◆ **QUESTIONS ON THE MATERIAL**
a – In the vocational skills article, which education expert wrote a report for the coalition government about employers rigging the training system?
b – Retype the vocational skills article starting at the words "But there never" and stopping after the words "and independent colleges.".

◆ **SOURCE EXTRACT**
The pandemic is going to destroy a big chunk of the economy, as well as many lives. A second national lockdown confirms that. The question, as Megan Greene asks, is whether the destruction of old jobs and firms can be accompanied by a creativity that produces new ones.
In principle, there are plenty of reasons this could happen—just as society is discovering it can get by with a lot less hospitality and business travel, so it is finding it needs more IT wizards, work-from-home consultants and healthcare workers. But to hop from old jobs to the new, workers need the right skills.
Britain has bemoaned the state of its vocational—as distinct from academic—education since at least Victorian times, when a commission warned that the workshop of the world would fall behind rising industrial giants that took training more seriously. Over the 170 years since, there has been much talk and many unfulfilled plans, like the technical schools that were meant to provide a “third stream” alongside the post-war grammars and secondary moderns, but did not quite come off.
But there never has been an enduring solution. As a policy problem, inadequate public funding, as highlighted by Kate Green here, is one issue, but so is ensuring the cash is spent on training extra people: you need employers involved enough to ensure training is relevant, without drawing them in so deeply that they rig the system to pay for training they were always going to do, a point that education expert Alison Wolf made in a shrewd report for the coalition government. Beyond that, there is a cultural problem—English snobbishness—that prevents parity of esteem for vocational courses, and an institutional problem whereby the skills agenda falls between the gaps of central and local government and independent colleges.
Skills have also been passed from pillar to post around Whitehall—sometimes bundled in departmentally with education, sometimes industry, sometimes science and tech. On this, at least, it is heartening that when we approached two ministers with different portfolios for their thoughts, they were joined up enough to come back with the single piece here.

◆ **Stored data entries**
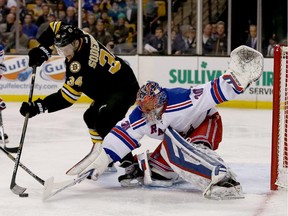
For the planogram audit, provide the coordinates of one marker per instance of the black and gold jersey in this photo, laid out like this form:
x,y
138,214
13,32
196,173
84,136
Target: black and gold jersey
x,y
93,70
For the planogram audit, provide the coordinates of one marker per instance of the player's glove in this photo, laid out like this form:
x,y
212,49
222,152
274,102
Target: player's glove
x,y
33,108
2,105
38,55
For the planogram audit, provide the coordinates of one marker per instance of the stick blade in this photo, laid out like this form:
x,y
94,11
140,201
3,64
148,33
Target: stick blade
x,y
48,187
16,189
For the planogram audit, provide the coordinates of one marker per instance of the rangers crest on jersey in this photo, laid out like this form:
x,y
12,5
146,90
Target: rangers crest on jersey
x,y
75,67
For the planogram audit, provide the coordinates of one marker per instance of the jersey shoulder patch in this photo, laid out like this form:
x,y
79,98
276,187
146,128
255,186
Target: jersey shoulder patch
x,y
136,118
178,99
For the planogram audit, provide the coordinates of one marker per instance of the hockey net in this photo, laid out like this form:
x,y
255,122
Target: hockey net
x,y
279,162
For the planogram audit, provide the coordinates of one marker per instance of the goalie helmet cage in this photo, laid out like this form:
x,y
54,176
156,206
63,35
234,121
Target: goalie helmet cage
x,y
279,150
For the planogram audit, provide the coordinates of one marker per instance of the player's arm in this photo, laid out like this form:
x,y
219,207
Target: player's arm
x,y
62,99
43,52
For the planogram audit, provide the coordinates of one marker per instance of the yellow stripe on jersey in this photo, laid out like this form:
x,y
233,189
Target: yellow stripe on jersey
x,y
70,94
95,137
55,26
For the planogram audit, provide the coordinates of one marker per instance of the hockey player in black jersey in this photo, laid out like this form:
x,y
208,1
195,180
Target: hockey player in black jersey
x,y
90,69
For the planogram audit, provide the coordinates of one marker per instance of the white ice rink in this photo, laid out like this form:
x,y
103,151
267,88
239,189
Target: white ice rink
x,y
54,142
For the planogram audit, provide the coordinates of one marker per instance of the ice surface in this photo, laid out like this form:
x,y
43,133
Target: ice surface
x,y
56,141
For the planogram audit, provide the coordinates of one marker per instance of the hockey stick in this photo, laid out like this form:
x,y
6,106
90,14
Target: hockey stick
x,y
41,181
11,150
13,186
49,185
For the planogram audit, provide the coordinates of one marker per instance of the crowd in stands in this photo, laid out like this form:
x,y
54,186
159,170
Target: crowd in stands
x,y
113,23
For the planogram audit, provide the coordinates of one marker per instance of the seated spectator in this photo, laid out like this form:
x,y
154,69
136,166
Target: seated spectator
x,y
273,40
189,37
29,28
97,11
105,5
108,22
208,42
44,17
4,11
150,13
119,31
101,34
37,9
50,18
91,23
220,45
6,29
70,18
114,11
178,44
252,37
131,11
157,44
23,42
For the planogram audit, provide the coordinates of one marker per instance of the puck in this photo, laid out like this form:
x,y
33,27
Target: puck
x,y
23,195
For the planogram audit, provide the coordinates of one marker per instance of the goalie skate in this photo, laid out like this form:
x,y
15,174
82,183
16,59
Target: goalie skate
x,y
225,190
245,67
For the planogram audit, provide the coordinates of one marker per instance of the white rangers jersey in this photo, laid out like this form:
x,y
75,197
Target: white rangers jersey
x,y
185,110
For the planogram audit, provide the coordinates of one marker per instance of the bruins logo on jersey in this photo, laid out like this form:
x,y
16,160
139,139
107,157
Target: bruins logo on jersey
x,y
75,67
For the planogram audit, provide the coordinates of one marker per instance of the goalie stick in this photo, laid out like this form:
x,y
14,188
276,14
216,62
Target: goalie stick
x,y
16,189
11,150
49,185
41,181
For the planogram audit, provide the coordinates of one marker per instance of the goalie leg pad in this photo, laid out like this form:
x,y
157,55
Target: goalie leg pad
x,y
195,163
245,67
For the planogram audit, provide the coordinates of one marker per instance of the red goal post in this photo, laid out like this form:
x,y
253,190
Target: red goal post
x,y
279,152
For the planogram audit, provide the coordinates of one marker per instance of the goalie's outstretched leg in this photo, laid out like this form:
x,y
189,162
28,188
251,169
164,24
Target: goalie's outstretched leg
x,y
245,67
199,165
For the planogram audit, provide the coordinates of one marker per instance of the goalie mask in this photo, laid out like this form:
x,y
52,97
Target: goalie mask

◆ **ACTIVITY ANSWERS**
a – Alison Wolf

b –
But there never has been an enduring solution. As a policy problem, inadequate public funding, as highlighted by Kate Green here, is one issue, but so is ensuring the cash is spent on training extra people: you need employers involved enough to ensure training is relevant, without drawing them in so deeply that they rig the system to pay for training they were always going to do, a point that education expert Alison Wolf made in a shrewd report for the coalition government. Beyond that, there is a cultural problem—English snobbishness—that prevents parity of esteem for vocational courses, and an institutional problem whereby the skills agenda falls between the gaps of central and local government and independent colleges.